Exactly the lines from the one containing "Place one point per instance of the bust" through the end of the data below are to be reproduced, and nothing besides them.

**DATA RECORDS**
________________
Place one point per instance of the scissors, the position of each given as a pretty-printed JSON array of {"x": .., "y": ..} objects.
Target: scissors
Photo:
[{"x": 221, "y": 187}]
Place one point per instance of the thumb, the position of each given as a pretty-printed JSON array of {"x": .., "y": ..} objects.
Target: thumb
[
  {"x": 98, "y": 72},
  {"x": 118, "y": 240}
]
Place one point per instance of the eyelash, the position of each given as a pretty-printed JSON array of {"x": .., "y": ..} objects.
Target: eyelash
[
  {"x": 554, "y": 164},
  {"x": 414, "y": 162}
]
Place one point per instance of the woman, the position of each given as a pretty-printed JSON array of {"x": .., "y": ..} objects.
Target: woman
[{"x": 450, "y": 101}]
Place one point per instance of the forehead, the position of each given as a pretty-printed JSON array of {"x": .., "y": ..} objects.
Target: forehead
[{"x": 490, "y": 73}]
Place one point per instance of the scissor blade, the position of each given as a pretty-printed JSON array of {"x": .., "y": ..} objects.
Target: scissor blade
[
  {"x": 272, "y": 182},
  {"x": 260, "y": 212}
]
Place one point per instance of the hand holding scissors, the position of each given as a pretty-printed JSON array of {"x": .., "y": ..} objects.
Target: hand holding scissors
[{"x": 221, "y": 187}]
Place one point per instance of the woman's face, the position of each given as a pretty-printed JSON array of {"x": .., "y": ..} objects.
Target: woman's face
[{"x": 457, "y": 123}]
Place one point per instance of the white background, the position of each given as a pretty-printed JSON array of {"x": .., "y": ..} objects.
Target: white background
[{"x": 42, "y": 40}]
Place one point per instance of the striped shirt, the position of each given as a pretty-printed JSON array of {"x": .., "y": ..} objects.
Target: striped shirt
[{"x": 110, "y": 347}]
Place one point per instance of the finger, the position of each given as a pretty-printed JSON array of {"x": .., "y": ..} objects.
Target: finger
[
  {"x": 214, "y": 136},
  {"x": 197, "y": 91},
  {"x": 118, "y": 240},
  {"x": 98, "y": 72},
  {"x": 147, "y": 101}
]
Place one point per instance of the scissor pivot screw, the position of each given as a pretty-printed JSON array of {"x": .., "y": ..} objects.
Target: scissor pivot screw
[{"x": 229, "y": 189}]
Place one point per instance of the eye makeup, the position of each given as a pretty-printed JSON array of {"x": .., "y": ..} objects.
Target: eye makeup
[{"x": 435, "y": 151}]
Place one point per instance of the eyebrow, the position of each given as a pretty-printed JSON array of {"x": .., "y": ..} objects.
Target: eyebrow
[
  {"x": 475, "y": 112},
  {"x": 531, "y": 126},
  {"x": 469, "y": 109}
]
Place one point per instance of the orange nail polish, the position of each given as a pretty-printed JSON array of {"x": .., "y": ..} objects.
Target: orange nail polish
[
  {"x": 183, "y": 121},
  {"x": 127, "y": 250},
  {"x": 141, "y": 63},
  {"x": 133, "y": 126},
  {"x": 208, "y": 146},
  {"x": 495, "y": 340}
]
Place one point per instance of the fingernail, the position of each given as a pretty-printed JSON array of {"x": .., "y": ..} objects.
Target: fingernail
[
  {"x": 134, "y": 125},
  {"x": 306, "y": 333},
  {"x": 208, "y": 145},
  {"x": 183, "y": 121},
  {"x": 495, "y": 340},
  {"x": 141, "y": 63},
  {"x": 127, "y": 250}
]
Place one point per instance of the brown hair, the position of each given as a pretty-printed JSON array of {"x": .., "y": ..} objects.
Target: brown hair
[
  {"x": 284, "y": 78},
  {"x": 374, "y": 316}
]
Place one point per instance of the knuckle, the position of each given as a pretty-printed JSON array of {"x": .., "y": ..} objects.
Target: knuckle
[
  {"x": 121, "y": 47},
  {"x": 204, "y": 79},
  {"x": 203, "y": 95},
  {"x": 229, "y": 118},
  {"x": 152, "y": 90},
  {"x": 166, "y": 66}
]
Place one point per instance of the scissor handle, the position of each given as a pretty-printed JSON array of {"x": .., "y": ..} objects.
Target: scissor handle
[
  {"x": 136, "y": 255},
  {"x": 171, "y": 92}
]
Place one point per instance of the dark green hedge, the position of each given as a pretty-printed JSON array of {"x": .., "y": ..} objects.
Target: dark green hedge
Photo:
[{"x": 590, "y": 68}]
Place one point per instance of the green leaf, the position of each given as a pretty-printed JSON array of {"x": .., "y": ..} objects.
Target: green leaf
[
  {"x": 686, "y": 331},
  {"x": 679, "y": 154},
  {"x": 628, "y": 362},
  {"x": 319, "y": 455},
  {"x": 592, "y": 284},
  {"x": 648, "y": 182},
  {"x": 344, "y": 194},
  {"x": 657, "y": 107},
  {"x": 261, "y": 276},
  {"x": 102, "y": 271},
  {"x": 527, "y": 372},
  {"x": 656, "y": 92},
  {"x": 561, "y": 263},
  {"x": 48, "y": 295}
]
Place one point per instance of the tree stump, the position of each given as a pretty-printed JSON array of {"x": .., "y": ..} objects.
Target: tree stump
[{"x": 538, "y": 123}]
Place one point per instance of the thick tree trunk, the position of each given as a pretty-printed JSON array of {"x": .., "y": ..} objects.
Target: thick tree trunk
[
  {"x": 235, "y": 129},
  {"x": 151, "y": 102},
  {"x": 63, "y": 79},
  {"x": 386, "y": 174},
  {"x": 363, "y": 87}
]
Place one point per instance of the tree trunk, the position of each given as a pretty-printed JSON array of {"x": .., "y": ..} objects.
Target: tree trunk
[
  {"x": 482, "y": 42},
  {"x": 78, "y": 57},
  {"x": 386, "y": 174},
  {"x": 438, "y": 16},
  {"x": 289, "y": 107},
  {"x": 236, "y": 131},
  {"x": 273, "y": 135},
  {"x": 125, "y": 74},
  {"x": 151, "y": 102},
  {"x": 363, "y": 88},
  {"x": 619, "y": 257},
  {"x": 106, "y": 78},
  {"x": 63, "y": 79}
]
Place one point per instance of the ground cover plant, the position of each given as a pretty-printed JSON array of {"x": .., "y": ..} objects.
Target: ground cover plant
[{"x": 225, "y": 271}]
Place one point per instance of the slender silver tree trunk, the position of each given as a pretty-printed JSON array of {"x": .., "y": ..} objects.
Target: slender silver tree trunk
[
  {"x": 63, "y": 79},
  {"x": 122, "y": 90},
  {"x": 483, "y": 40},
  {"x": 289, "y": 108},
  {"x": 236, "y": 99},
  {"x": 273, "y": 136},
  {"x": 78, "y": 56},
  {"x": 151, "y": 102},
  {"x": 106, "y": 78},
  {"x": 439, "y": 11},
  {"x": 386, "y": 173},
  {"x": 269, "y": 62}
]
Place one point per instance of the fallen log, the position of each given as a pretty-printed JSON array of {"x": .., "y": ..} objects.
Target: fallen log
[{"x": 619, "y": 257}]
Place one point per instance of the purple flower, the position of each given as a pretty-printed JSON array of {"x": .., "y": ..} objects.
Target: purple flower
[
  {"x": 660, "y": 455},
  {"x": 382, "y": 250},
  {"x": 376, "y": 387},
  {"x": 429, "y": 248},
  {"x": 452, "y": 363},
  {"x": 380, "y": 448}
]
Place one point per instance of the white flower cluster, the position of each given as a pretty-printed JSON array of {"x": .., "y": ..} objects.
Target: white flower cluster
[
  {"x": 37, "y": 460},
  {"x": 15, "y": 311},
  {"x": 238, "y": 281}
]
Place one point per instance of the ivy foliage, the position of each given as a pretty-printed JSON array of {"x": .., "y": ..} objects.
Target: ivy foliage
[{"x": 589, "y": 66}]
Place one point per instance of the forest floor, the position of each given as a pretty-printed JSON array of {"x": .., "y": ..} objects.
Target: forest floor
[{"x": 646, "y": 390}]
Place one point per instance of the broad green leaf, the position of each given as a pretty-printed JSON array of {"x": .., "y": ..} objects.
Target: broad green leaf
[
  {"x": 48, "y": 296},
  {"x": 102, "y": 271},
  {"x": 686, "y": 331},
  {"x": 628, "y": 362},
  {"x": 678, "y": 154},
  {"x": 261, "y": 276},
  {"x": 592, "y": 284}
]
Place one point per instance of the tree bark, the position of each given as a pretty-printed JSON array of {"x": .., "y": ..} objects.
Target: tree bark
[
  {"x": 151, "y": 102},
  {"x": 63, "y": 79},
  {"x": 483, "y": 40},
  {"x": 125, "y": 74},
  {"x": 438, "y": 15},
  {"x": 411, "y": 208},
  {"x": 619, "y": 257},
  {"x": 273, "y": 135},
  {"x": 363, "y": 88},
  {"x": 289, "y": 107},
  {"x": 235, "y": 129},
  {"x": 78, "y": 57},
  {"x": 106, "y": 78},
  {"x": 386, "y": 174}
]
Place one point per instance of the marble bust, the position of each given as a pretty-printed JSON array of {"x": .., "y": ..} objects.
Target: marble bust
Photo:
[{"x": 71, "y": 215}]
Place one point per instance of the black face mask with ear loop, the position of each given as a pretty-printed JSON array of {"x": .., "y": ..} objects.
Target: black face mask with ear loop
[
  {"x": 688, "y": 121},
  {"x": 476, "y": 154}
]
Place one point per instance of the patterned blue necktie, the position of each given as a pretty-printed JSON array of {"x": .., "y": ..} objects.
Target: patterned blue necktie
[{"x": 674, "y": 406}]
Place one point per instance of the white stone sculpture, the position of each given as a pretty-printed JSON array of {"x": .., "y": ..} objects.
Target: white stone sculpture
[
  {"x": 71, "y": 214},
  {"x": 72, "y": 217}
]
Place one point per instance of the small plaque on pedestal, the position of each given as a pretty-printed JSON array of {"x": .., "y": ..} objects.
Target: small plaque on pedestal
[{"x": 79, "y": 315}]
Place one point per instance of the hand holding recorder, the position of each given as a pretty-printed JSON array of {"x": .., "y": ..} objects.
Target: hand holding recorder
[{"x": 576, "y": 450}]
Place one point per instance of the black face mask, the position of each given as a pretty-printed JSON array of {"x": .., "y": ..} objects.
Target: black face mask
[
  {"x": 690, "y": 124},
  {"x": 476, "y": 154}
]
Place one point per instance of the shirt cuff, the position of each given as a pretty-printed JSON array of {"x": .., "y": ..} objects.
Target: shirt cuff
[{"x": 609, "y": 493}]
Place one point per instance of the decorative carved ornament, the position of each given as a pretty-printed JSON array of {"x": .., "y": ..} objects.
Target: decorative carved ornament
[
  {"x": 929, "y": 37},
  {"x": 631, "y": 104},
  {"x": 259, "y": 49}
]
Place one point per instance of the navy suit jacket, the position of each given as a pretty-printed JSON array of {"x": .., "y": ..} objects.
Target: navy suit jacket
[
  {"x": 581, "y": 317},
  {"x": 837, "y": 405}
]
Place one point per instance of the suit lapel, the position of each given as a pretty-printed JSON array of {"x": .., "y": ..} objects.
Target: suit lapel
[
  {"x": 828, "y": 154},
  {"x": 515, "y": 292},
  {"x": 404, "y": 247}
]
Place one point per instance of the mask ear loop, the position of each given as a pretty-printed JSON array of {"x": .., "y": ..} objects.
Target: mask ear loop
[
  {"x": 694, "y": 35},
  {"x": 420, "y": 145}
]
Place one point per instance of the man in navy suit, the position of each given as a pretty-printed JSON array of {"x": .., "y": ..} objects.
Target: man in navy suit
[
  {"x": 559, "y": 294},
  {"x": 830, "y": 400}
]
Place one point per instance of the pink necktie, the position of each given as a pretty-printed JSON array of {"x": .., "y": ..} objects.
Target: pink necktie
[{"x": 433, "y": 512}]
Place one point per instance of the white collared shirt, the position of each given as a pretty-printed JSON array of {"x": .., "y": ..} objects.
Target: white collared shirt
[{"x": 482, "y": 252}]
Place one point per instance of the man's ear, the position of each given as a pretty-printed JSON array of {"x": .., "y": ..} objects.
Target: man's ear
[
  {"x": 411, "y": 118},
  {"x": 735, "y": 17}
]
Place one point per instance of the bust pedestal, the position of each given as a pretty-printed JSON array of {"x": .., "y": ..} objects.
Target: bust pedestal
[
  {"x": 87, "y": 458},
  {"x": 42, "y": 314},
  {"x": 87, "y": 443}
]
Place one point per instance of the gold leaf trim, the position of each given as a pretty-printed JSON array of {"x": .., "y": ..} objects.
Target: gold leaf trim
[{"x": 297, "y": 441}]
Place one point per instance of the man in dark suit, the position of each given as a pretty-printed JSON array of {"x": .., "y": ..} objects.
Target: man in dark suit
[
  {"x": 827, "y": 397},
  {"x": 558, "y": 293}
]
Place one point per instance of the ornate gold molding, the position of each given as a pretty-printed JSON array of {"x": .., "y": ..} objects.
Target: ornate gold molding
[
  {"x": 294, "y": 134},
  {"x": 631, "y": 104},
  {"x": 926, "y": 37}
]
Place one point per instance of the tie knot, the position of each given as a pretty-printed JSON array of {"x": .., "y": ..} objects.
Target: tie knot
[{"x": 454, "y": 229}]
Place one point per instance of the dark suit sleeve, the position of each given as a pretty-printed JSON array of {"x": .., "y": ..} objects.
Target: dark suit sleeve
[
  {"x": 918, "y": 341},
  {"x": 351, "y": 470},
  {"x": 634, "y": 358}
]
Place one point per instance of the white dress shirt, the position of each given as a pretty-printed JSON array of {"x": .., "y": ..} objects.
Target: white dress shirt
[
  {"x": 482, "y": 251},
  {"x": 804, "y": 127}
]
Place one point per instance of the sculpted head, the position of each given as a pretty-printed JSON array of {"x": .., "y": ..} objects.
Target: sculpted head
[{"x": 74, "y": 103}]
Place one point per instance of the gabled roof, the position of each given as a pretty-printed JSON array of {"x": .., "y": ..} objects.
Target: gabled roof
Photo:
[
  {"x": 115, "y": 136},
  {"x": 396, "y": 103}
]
________________
**EXERCISE ANSWER**
Place one point per instance of the bust pedestal, the position of each given as a pretty-printed JSON array of {"x": .., "y": ..} objects.
Target: bust pedestal
[
  {"x": 87, "y": 458},
  {"x": 42, "y": 314},
  {"x": 87, "y": 443}
]
Place one point per instance of the gold leaf trim, the position of each given as a pretty-printed JSON array of {"x": .., "y": ..} objects.
Target: gold leaf trim
[{"x": 297, "y": 441}]
Place one point per instance of the man in dark suit, the position of each given as a pretty-printed JSON array of {"x": .., "y": ..} objects.
Target: man in dark suit
[
  {"x": 827, "y": 397},
  {"x": 558, "y": 293}
]
Place one point per instance of the ornate gold molding, the position of each given as a pretty-printed JSON array of {"x": .., "y": ..} objects.
Target: ornate gold molding
[
  {"x": 294, "y": 134},
  {"x": 631, "y": 104},
  {"x": 926, "y": 37}
]
Place one point per instance of the tie knot, the position of each given as a pretty-printed JSON array of {"x": .., "y": ..} objects.
Target: tie knot
[{"x": 454, "y": 229}]
Place one point per instance of the dark suit sleeve, the position of each given as a pretty-printed JSON array of {"x": .., "y": ..} objects.
Target: dark suit sleeve
[
  {"x": 918, "y": 341},
  {"x": 351, "y": 470},
  {"x": 634, "y": 358}
]
Place one point per instance of the white dress shirt, the position of each given as a pretty-printed JSON array of {"x": .., "y": ..} objects.
Target: white dress shirt
[
  {"x": 482, "y": 251},
  {"x": 804, "y": 127}
]
Place one point per instance of the sculpted head, the position of each given as a pretty-printed JSON array of {"x": .., "y": ..} objects.
Target: sculpted head
[{"x": 74, "y": 103}]
Place one point per instance of the gabled roof, the position of each given as a pretty-printed JSON array of {"x": .., "y": ..} objects.
Target: gabled roof
Photo:
[
  {"x": 115, "y": 136},
  {"x": 396, "y": 103}
]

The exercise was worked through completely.